• TEXT TO READ
Thanks Jacques Rene and Market Fiscalist! My blogging has been light recently, because I've been doing a lot of canoeing, travelling, and gardening, and other old retired guy stuff. But I think I will be back at it more later.
Posted by: Nick Rowe | August 10, 2018 at 04:04 PM
Well deserved indeed!!
I've included what I call “Rowe's Law” on my money & banking syllabus for several years. I don’t have the original blog post handy, but it goes something like “the value of any financial asset, like money, is always and everywhere determined by promises written on pieces of paper, and its value changes when people change their beliefs about those promises.” I tell my students that's the 30 second version of the whole semester and I’ll see them at the final exam.
I also had the privilege of having Nick as a colleague briefly in Australia.
Congratulations Nick, and enjoy the canoeing!!
Pete
Posted by: psummers | August 10, 2018 at 06:08 PM
I met Nick at the Bank of Canada well before his blogging career. He was (and still is) a provocative thinker who challenged conventional thought. His blogs, and I'm sure his lectures, encouraged the critical thinking that should be the essence of a university education.
Have not seen him since the Bank of Canada but have kept in touch though his stimulating and refreshing blogs. .
Good work Nick. Enjoy your retirement but get back to the blog soon.
Posted by: John Chant | August 10, 2018 at 07:57 PM
Regarding Rowe's Law, it's described in 2016 in terms of liquidity of IOUs, along with an earlier post that same year adding a mathematical definition for finance folks.
It's implicitly used in a 2010 article to explain why we don't use everything as money, despite having the technology and sophistication to do so.
Rowe's Law, combined with general monetization, also provides a mechanistic explanation for the global financial crisis (or: why mortgage defaults in the US caused a recession in Europe): counterparty risk caused many "soft money" assets to collapse in value, but central banks did not treat it as a fall in "the money supply" and thus did not mitigate the money-supply shock.
Posted by: Majromax | August 13, 2018 at 08:20 AM
I haven't been reading much in the blogosphere lately, but Nick's posts are without parallel. He runs a high-quality seminar via blogging: nothing else compares! Thanks, Nick
Kevin Quinn
Posted by: kevin quinn | August 13, 2018 at 01:17 PM
All the best in your retirement, Nick, and glad to hear you plan to keep blogging. I've learned a tremendous amount from your posts over the years. They're the best advertisement possible for considering simple cases in order to sharpen one's intuitions and get insight into more complex cases. Your posts helped inspire me to try my hand at some "explainer" posts in my own field of ecology. Addressing widespread yet unrecognized misunderstandings is one of the most important activities any teacher can engage in, and one for which blogs as a form are well-suited. Looking forward to learning more from you for as long as you care to keep it up.
Posted by: Jeremy Fox | August 13, 2018 at 10:10 PM
“To show their appreciation, at the end of his long teaching career, his students gave him an apple and a banana”… and they duly hoarded the mangoes… since they do not come from a country where mangoes are too abundant, like Venezuela, with its runaway inflation
https://perkurowski.blogspot.com/1999/03/of-mangoes-and-bananas.html
Posted by: Per Kurowski | August 14, 2018 at 09:04 AM
I distinctly, vividly - and in abject awe - recall watching Nick Rowe teach Intro Micro AND Intro Macro on Carleton ITV shortly after I was hired in the late 1980s.

• PROBLEMS
- a) List every name that follows "Posted by:" in the comment thread on Nick Rowe's retirement.
- b) Reproduce the comment thread on Nick Rowe's retirement word for word from "Have not seen" up to and including "for finance folks.".
- c) Carry on the comment thread on Nick Rowe's retirement past the last sentence it shows.

• DATASET RECORDS
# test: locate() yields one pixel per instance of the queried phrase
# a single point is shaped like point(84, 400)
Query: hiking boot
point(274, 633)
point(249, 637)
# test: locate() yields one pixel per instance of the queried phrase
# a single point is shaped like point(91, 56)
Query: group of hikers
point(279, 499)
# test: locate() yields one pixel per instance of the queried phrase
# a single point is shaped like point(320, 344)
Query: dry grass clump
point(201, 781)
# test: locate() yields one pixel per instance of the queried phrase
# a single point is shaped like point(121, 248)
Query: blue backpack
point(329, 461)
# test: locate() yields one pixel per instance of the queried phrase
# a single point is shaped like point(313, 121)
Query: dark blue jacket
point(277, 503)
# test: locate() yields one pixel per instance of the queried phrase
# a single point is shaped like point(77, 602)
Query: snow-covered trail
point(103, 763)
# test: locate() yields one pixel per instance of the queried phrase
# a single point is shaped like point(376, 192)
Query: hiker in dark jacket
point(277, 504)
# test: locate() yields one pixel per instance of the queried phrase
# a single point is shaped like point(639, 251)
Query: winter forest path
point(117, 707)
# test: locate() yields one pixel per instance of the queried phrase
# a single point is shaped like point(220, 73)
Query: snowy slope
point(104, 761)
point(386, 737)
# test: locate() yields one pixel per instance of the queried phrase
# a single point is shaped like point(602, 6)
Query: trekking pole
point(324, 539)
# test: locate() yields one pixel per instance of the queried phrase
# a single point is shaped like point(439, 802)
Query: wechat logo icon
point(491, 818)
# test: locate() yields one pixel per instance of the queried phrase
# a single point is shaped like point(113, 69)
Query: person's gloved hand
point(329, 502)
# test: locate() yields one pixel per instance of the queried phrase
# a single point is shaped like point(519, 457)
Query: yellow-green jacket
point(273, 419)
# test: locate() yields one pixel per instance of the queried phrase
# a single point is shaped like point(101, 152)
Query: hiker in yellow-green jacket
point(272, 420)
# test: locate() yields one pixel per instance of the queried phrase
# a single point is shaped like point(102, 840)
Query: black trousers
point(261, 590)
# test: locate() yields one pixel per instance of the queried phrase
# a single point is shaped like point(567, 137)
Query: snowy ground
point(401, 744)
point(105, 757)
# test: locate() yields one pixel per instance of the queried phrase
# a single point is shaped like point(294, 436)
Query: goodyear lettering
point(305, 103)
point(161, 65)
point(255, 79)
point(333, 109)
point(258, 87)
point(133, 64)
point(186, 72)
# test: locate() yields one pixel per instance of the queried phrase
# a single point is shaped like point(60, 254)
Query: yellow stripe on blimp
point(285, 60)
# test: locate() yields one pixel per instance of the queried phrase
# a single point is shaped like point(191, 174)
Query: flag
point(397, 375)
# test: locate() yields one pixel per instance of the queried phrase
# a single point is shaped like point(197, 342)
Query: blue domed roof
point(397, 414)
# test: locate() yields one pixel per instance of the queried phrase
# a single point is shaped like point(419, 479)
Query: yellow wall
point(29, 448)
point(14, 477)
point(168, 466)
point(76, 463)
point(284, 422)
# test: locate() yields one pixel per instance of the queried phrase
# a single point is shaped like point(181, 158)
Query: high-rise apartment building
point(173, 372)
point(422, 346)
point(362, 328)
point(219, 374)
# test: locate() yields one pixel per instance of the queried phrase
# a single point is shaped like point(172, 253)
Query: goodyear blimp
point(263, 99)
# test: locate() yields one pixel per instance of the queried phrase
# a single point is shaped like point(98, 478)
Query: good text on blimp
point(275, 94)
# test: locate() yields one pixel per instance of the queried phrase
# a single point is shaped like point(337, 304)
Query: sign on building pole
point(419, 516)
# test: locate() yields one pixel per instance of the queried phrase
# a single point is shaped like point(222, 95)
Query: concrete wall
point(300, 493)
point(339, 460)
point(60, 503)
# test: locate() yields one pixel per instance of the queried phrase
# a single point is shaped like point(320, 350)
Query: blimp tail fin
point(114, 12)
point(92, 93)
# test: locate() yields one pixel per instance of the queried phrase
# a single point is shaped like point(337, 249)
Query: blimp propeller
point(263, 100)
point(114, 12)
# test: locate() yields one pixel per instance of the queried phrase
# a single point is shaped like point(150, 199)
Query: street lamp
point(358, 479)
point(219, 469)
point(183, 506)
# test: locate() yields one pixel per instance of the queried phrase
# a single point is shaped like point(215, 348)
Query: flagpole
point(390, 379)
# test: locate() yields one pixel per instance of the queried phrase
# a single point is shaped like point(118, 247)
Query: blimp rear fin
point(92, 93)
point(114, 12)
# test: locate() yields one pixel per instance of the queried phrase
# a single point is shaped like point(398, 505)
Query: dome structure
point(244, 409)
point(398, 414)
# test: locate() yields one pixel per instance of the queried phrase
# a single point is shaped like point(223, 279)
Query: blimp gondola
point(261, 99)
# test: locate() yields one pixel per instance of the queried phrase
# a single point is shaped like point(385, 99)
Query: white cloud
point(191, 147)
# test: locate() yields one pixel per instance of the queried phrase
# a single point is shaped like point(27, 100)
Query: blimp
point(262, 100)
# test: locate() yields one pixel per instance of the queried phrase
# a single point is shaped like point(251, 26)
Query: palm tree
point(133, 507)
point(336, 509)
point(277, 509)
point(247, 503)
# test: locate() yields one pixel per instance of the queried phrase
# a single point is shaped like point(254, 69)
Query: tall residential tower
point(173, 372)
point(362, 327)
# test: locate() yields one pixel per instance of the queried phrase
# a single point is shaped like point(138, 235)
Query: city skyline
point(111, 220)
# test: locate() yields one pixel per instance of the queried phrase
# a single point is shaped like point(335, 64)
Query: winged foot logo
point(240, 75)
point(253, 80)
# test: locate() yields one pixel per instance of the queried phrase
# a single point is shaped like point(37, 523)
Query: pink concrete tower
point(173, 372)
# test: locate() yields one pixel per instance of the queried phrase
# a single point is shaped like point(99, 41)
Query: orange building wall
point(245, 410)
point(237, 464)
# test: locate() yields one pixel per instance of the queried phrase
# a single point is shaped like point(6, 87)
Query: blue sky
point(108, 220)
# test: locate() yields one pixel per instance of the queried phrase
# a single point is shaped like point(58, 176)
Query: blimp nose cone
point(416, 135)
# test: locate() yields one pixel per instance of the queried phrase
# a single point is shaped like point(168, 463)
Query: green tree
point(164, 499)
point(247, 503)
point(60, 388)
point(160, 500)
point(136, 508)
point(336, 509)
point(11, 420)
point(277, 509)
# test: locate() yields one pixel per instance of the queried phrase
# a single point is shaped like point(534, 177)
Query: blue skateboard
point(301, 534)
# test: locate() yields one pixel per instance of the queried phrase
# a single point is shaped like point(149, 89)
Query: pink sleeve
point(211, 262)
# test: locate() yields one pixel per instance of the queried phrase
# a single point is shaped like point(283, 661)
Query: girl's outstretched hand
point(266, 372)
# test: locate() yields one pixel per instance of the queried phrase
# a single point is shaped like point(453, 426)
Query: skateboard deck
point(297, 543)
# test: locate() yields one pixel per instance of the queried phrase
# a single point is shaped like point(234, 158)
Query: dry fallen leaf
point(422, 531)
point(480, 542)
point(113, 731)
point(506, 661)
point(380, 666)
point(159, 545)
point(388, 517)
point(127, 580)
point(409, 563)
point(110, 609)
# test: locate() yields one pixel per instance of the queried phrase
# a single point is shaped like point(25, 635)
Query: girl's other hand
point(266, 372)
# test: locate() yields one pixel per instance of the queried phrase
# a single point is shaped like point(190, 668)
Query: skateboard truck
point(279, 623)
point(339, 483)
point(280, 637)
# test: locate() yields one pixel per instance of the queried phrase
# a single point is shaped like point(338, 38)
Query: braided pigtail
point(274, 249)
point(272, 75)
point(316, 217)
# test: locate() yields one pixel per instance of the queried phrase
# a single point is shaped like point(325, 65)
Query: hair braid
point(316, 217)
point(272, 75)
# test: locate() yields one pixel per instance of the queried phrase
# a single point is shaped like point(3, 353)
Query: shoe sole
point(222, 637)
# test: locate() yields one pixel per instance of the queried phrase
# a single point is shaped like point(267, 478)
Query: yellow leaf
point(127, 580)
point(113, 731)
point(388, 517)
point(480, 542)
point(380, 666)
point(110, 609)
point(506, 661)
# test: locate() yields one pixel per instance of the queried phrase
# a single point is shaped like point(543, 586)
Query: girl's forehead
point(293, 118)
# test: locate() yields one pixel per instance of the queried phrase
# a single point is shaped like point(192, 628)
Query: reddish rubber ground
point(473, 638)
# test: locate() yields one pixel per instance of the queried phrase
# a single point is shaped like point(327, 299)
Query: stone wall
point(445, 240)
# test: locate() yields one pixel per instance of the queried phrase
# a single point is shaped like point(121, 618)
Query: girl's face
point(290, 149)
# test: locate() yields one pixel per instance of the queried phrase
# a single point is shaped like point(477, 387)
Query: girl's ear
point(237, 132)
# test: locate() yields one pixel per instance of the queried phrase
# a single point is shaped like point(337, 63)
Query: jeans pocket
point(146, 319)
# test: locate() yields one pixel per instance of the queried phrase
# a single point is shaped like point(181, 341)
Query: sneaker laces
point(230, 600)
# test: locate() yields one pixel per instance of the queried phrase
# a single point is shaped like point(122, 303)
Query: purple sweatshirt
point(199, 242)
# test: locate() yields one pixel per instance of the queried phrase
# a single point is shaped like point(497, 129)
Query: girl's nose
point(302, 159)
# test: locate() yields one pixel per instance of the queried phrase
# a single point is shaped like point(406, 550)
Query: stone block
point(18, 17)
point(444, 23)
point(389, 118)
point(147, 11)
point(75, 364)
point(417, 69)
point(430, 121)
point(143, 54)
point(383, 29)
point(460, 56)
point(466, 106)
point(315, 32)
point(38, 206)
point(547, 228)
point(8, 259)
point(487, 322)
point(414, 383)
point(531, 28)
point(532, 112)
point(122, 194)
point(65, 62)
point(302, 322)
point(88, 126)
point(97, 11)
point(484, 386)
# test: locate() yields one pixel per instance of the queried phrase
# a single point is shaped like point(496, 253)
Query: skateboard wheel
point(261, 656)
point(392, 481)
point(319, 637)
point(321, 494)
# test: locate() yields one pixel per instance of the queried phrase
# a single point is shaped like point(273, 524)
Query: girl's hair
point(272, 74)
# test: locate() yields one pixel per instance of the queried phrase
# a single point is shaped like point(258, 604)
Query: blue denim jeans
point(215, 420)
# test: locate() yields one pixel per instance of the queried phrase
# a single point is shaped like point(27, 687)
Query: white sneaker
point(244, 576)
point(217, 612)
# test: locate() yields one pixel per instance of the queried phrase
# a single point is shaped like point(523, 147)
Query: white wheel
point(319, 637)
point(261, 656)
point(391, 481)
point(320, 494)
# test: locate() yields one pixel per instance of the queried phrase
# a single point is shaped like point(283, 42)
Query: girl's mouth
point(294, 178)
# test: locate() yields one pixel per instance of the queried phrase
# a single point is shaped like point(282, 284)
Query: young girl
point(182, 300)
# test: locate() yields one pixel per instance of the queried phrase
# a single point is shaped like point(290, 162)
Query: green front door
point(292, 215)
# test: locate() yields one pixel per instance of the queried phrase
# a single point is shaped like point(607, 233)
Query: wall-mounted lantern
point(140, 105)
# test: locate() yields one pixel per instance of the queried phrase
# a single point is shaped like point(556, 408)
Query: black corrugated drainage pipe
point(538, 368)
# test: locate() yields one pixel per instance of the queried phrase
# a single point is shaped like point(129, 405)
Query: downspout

• EXPECTED OUTPUTS
- a)
Nick Rowe
psummers
John Chant
Majromax
kevin quinn
Jeremy Fox
Per Kurowski

- b)
Have not seen him since the Bank of Canada but have kept in touch though his stimulating and refreshing blogs. .
Good work Nick. Enjoy your retirement but get back to the blog soon.
Posted by: John Chant | August 10, 2018 at 07:57 PM
Regarding Rowe's Law, it's described in 2016 in terms of liquidity of IOUs, along with an earlier post that same year adding a mathematical definition for finance folks.

- c)
Nick taught in the cavernous, dark, steeply upward banked Theatre A beside Southam Hall. There were perhaps 8 giant green blackboards that slid up and down or left and right.
But here is the kicker. He had NO Powerpoint slides and he had NO visible notes of any kind.
He drew - DREW - by hand - with CHALK - endless - I mean - hundreds and hundreds - of intricate, complex graphs upon graphs for 3 hours straight - no notes, no visible memory aids - week after week.
Finally, extreme curiosity caused me to corner him in the tunnel corridor.
"Nick - you don't seem to have any notes - right - when you are teaching? Are you nuts?"
He said, "ya, I have some scribbled notes but try not to use them".
I said what in god's name are you going do if you forget one of your hundreds of graphs - class after class?
I recall he said to the effect the thought terrified him and kept him awake at night.
Those who never saw Nick lecture, missed a giant in action.
Through all the years, the Sprott business students worshipped Nick Rowe - above ALL the other economists - because they told me year after year.
About 3 years ago, I asked one of my incredibly sharp finance students why he and other students thought so much of Nick.
His profound response - "Prof Rowe speaks in English - not equations. He understands what he is teaching us. He understands the meaning of the graphs and the meaning of the equations in markets - and he explains that to us".
Nick's retirement is nothing less than an enormous loss for the Economics Department and the Faculty of Public Affairs and Carleton University.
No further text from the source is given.